━━━ SOURCE

Let \(A=\{1+\phi _\textrm{TS}(w_0)\}/(n+2)\) for simplicity. Using the same arguments as in the proof of Theorem 2.1, we can see that

$$\begin{aligned} \widetilde{{\Delta }}(w)={\{\phi _\textrm{TS}(w)\}^2\over w}\left[ 1 - {2(p-2)\over \phi _\textrm{TS}(w)}-{4\over w}A\left\{ 1- {2\over (1+c/w)^3}\right\} \right] , \end{aligned}$$

which is rewritten as

$$\begin{aligned}&{\{\phi _\textrm{TS}(w)\}^2\over w^2(1+c/w)^3}\left[ w(1+c/w)^3 - {2(p-2)\over c}\right. \\ {}&\left. (1+c/w)\left\{ w+c(1+c/w)^2\right\} -4A(1+c/w)^3+8A\right] \\&\quad ={\left\{ \phi _\textrm{TS}(w)\right\} ^2\over w^5(1+c/w)^3}\left[ w(w+c)^3 - {2(p-2)\over c}(w+c)\{w^3+c(w+c)^2\}\right. \\ {}&\qquad \left. -4A(w+c)^3+8Aw^3\right] . \end{aligned}$$

Thus, we have

$$\begin{aligned} \widetilde{{\Delta }}(w)= {\{\phi _\textrm{TS}(w)\}^2\over w^5(1+c/w)^3}g(w), \end{aligned}$$

where

$$\begin{aligned} g(w)= & {} (1-2a/c)w^4+(3c-4a+4A)w^3\\{} & {} +3c(c-2a-4A)w^2+c^2(c-6a-12A)w-2(a+2A)c^3. \end{aligned}$$

Then, g(w) is rewritten as

$$\begin{aligned} g(w)=&\left( 1-{2a\over c}\right) \left\{ w+ {3c-4a+4A\over 2(1-2a/c)}\right\} ^2w^2\\&+ \left\{ {(3c-4a+4A)^2\over 4(2a/c-1)}+3c(c-2a-4A)\right\} w^2\\&+c^2(c-6a-12A)w-2(a+2A)c^3. \end{aligned}$$

Note that \(1-{2a/ c}<0\), \(c-2a-4A<0\) and \(c-6a-12A<0\) for \(0<c<(4/3)a\). Thus, it is sufficient to show that the coefficient of \(w^2\) is not positive, namely, \(h(c)\le 0\) for

$$\begin{aligned} h(c)=(3c-4a+4A)^2 + 12(2a-c) (c-2a-4A). \end{aligned}$$

Let \(d=(4/3)a-c\). Substituting \(c=(4/3)a-d\) into h(c), we have

$$\begin{aligned} h\left( {4a\over 3}-d\right)&=(4A-3d)^2-12\left( {2\over 3}a+d\right) \left( {2\over 3}a+4A+d\right) \\&= -3d^2-24\left( {2\over 3}a+3A\right) d-8\left( {2\over 3}a^2 + 4aA - 2A^2\right) . \end{aligned}$$

We can verify that \((2/3)a^2 + 4aA - 2A^2\ge 0\) for \(p\ge 3\) and \(d\ge 0\). In fact, it is observed that

$$\begin{aligned} {2\over 3}a^2 + 4aA - 2A^2= A^2 \left\{ \left( {a\over A}\right) ^2 + 4{a\over A}-2\right\} , \end{aligned}$$

and from (2.8),

$$\begin{aligned} {a\over A}&={p-2\over 1+\phi _\textrm{TS}(w_0)} \ge {p-2\over 1+ 1.13c} \ge {p-2\over 1+ 1.13\times (4/3)(p-2)/(n+2)}\\&\ge {1\over 1+1.13\times (4/9)}>0.66. \end{aligned}$$

From this inequality, it follows that

$$\begin{aligned} {2\over 3}a^2 + 4aA - 2A^2\ge A^2\left( 0.66^2+4\times 0.66 -2\right) \ge A^2. \end{aligned}$$

Thus, one can see that \(\widetilde{{\Delta }}(w)\le 0\) or \(\widehat{{\Delta }}_{\phi _\textrm{TS}}(w)\le 0\) for any \(w\ge 0\) when \(0<c\le (4/3)(p-2)/(n+2)\), and the minimaxity of \(\widehat{{\varvec{\theta }}}^\textrm{TS}\) is established. \(\square \)

━━━━━━
━━━ SUPPLIED RECORDS

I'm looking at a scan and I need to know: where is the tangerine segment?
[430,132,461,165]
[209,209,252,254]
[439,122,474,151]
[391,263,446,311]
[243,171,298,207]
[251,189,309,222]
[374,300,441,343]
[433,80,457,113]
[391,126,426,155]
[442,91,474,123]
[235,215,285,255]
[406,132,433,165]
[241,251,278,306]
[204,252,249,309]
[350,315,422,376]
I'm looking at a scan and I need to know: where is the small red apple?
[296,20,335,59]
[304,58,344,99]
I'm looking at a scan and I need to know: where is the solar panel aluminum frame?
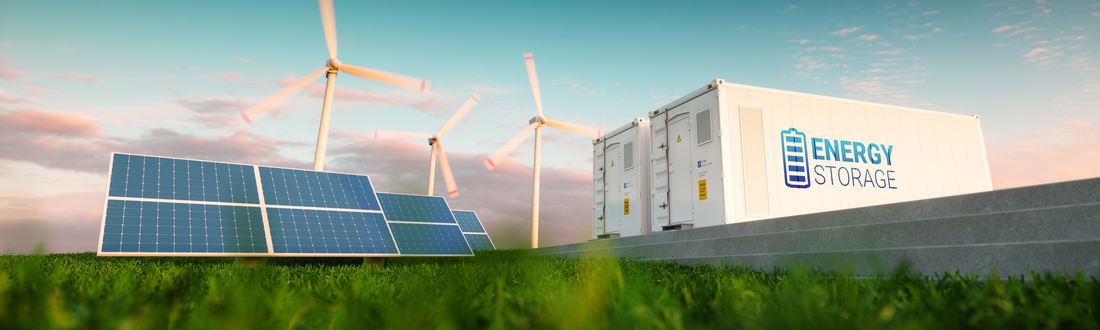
[375,191,475,256]
[96,152,404,257]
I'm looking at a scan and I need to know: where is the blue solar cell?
[389,222,473,255]
[267,208,397,254]
[464,233,496,251]
[100,199,267,253]
[378,193,455,223]
[451,211,485,232]
[108,154,260,204]
[260,166,381,211]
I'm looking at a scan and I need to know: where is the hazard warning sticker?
[699,179,706,200]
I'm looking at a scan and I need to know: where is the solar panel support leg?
[233,256,267,268]
[363,256,386,268]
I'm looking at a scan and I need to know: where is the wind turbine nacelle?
[325,57,340,70]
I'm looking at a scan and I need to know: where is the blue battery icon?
[779,128,810,189]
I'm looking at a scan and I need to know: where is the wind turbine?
[374,94,477,198]
[241,0,431,171]
[485,53,600,249]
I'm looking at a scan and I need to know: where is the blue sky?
[0,0,1100,249]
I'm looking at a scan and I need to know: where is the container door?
[669,113,697,224]
[592,145,607,235]
[642,123,672,231]
[604,143,623,233]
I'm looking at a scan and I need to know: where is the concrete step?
[639,240,1100,278]
[545,204,1100,257]
[536,178,1100,274]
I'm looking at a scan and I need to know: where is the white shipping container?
[592,118,652,239]
[649,79,992,231]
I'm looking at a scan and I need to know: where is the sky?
[0,0,1100,253]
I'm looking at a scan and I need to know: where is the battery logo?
[779,128,810,189]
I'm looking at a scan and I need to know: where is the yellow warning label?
[699,179,706,200]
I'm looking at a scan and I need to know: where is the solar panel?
[107,154,260,204]
[463,233,496,251]
[267,208,397,254]
[378,193,455,223]
[260,166,381,211]
[98,153,492,256]
[389,222,474,255]
[100,199,268,254]
[451,210,485,232]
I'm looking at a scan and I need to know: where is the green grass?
[0,251,1100,329]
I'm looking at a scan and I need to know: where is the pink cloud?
[204,72,265,88]
[0,110,309,173]
[987,119,1100,189]
[1024,48,1051,58]
[0,89,37,105]
[0,109,102,138]
[46,73,103,85]
[0,58,26,81]
[23,87,68,97]
[829,26,864,36]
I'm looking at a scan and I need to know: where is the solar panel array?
[98,153,492,256]
[451,210,496,251]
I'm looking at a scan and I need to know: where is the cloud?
[0,89,28,105]
[0,109,308,174]
[176,99,252,113]
[202,72,265,88]
[23,87,68,97]
[46,73,103,85]
[993,22,1027,33]
[1005,26,1038,36]
[987,119,1100,189]
[829,26,864,36]
[176,99,253,129]
[0,109,102,138]
[1024,48,1051,58]
[0,57,26,81]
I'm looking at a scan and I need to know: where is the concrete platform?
[535,178,1100,276]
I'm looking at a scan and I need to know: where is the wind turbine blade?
[435,141,459,198]
[546,119,600,139]
[485,122,540,171]
[340,64,431,91]
[524,53,542,116]
[436,94,477,136]
[241,67,329,124]
[317,0,337,58]
[374,131,431,139]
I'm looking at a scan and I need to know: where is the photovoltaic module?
[451,210,496,251]
[98,153,493,256]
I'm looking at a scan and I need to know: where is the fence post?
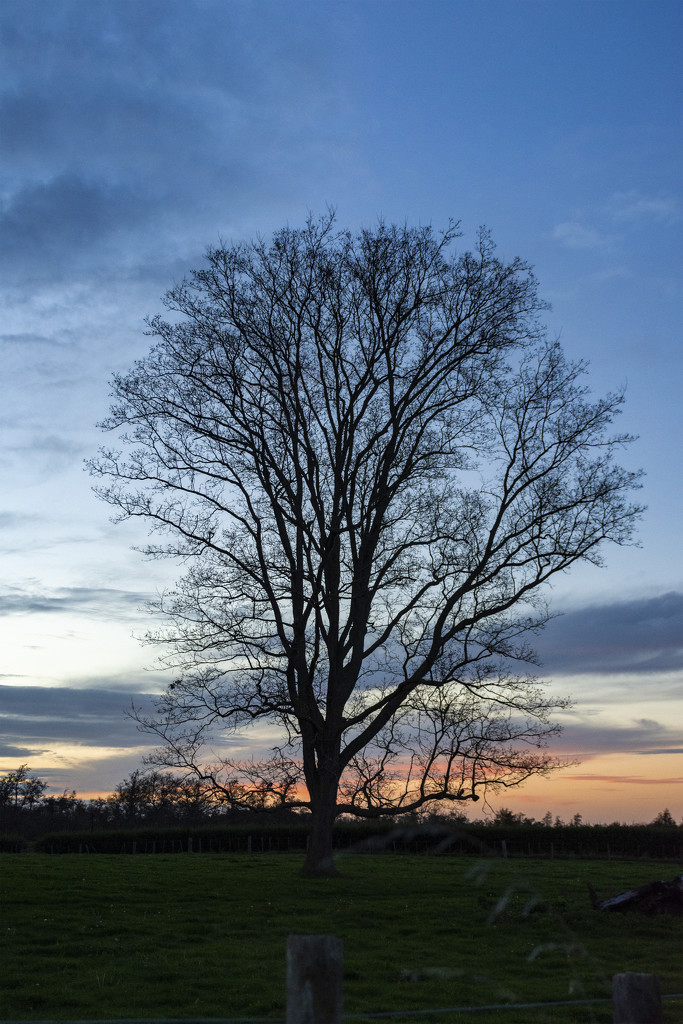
[287,935,343,1024]
[612,973,661,1024]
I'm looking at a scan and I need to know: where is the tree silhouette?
[92,215,639,873]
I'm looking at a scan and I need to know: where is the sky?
[0,0,683,821]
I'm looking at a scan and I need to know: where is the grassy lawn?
[0,854,683,1024]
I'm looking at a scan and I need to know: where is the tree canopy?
[93,215,639,873]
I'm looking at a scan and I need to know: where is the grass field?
[0,854,683,1024]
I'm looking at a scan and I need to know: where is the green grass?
[0,854,683,1024]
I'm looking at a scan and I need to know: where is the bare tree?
[93,216,639,873]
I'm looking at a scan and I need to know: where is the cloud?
[535,592,683,676]
[553,714,683,761]
[0,684,155,757]
[564,774,683,786]
[553,220,607,249]
[0,741,37,771]
[609,188,681,224]
[0,587,150,620]
[0,174,152,279]
[0,0,341,288]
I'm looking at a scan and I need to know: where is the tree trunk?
[301,778,339,878]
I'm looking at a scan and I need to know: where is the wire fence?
[5,992,683,1024]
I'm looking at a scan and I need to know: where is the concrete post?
[287,935,343,1024]
[612,973,661,1024]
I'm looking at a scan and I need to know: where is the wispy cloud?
[553,220,608,249]
[535,592,683,676]
[0,587,150,620]
[608,188,681,224]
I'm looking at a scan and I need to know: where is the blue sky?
[0,0,683,820]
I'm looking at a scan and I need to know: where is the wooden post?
[287,935,343,1024]
[612,973,661,1024]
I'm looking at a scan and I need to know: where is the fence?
[0,935,683,1024]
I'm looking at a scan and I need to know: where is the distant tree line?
[0,765,683,849]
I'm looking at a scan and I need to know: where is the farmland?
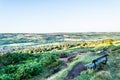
[0,32,120,80]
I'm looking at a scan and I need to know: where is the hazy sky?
[0,0,120,33]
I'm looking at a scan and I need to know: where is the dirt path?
[64,62,87,80]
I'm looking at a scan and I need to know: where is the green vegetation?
[0,33,120,80]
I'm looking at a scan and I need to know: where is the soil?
[64,62,87,80]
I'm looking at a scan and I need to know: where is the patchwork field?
[0,33,120,80]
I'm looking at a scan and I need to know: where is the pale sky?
[0,0,120,33]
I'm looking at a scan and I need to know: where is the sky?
[0,0,120,33]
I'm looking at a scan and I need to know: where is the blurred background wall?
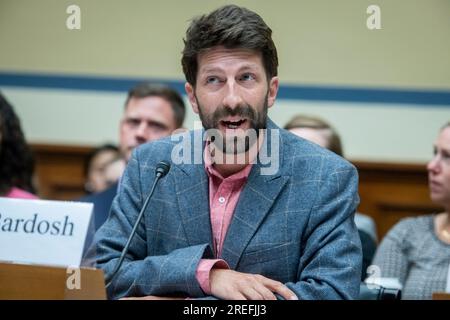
[0,0,450,163]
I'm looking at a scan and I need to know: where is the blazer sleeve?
[286,162,362,299]
[91,150,214,299]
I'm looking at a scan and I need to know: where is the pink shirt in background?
[196,147,252,294]
[5,187,39,199]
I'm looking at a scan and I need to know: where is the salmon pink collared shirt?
[196,143,252,294]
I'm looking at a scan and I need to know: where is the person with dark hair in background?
[373,122,450,300]
[79,82,186,230]
[94,5,362,300]
[284,115,377,280]
[84,144,125,193]
[0,93,38,199]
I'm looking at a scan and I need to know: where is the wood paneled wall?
[32,144,440,239]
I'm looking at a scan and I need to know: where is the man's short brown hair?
[284,115,344,157]
[181,5,278,86]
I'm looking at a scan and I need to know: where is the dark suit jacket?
[95,121,362,299]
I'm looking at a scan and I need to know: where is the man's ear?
[184,82,198,114]
[267,77,279,108]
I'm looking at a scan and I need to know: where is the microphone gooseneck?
[105,161,170,289]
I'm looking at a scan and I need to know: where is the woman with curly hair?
[0,93,37,199]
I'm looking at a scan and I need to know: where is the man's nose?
[223,80,243,109]
[427,155,440,173]
[135,121,151,143]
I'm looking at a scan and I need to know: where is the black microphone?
[105,161,170,289]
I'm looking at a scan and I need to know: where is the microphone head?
[155,161,170,178]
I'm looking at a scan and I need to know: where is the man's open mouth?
[220,119,247,129]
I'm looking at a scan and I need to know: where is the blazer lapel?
[221,120,289,269]
[174,132,213,248]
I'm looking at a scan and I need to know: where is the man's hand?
[209,269,298,300]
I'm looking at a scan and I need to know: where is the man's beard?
[196,93,269,154]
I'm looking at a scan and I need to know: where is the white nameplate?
[0,198,93,266]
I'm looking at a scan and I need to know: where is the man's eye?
[127,119,141,127]
[241,73,255,81]
[206,77,220,84]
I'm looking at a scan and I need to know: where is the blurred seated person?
[0,93,38,199]
[373,122,450,300]
[80,82,186,230]
[84,144,125,193]
[284,115,377,280]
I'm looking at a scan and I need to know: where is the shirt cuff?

━━━━━━

Reproduce the passage of the minimaxity proof above starting at "Thus, one can" and ending at "established. \(\square \)".

Thus, one can see that \(\widetilde{{\Delta }}(w)\le 0\) or \(\widehat{{\Delta }}_{\phi _\textrm{TS}}(w)\le 0\) for any \(w\ge 0\) when \(0<c\le (4/3)(p-2)/(n+2)\), and the minimaxity of \(\widehat{{\varvec{\theta }}}^\textrm{TS}\) is established. \(\square \)